== Required work ==
Rewrite the lines below, replacing "dry twig" with "bare branch" and leaving everything else unchanged.

* Start *

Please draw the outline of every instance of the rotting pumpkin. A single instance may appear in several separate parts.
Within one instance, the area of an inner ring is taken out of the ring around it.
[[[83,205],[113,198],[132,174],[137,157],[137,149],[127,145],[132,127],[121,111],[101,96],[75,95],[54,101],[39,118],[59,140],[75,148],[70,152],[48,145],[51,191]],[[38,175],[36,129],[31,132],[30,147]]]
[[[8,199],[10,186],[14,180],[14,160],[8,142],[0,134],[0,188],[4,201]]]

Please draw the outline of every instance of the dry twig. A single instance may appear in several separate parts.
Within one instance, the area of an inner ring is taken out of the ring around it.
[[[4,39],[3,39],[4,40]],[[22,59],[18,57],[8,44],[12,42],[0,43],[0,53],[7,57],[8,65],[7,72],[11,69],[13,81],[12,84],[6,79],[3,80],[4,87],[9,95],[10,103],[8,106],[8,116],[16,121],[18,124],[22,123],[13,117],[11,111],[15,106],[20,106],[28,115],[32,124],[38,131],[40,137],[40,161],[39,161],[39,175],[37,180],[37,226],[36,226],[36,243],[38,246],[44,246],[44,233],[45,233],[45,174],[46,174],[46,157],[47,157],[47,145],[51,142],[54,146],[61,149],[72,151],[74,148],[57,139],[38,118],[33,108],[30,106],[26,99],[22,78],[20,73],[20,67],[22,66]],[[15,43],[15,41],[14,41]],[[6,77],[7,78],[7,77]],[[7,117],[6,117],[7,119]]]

* End *

== Answer to this exercise ==
Please draw the outline of every instance of the rotting pumpkin. A single instance may appear in several separate parts.
Within one instance, the area of an inner ring is taken out of the ring around it.
[[[83,205],[113,198],[132,174],[137,157],[137,149],[127,145],[132,127],[121,111],[101,96],[75,95],[54,101],[39,118],[59,140],[75,148],[70,152],[48,145],[51,191]],[[38,175],[36,129],[31,132],[30,147]]]
[[[8,199],[10,186],[14,180],[14,160],[8,142],[0,134],[0,188],[4,201]]]

Please draw the outline of every instance of the bare branch. A single instance may appear in several separate parts.
Within one instance, the area of an inner ring is taken out of the ring around it.
[[[4,39],[3,39],[4,40]],[[22,59],[18,57],[8,44],[12,42],[0,43],[0,53],[7,57],[8,65],[7,72],[11,69],[13,81],[12,84],[6,79],[3,80],[4,87],[9,95],[10,103],[8,106],[8,116],[16,121],[18,124],[22,123],[13,117],[11,111],[15,106],[20,106],[28,115],[32,124],[38,131],[40,137],[40,161],[39,161],[39,175],[37,180],[37,226],[36,226],[36,243],[38,246],[44,246],[44,233],[45,233],[45,174],[46,174],[46,157],[47,157],[47,145],[51,142],[54,146],[61,149],[72,151],[74,148],[57,139],[38,118],[33,108],[30,106],[26,99],[22,78],[20,73],[20,67],[22,66]],[[15,43],[15,41],[14,41]],[[6,77],[7,78],[7,77]],[[7,117],[6,117],[7,119]]]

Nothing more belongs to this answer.